== The records ==

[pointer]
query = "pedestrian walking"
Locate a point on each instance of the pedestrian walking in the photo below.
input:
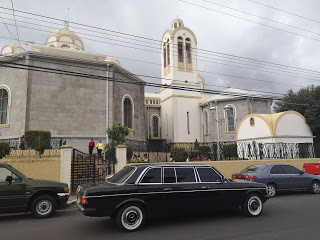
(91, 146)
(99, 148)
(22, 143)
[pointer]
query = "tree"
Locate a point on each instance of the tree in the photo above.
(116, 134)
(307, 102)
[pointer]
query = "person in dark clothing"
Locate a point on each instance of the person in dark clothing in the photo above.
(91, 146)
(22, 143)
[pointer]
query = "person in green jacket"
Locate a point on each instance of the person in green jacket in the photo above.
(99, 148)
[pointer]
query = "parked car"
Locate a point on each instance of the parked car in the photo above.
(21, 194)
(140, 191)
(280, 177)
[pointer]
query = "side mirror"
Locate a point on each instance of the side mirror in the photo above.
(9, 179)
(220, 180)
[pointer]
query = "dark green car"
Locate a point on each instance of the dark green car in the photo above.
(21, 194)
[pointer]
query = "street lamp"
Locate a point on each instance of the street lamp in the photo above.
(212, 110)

===
== The records ==

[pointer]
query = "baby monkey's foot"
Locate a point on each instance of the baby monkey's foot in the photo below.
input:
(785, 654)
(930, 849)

===

• [Task requirements]:
Count the lines of the records that contain the string "lamp", treating uppercase and lowercase as different, and give only the number.

• [Finished task]:
2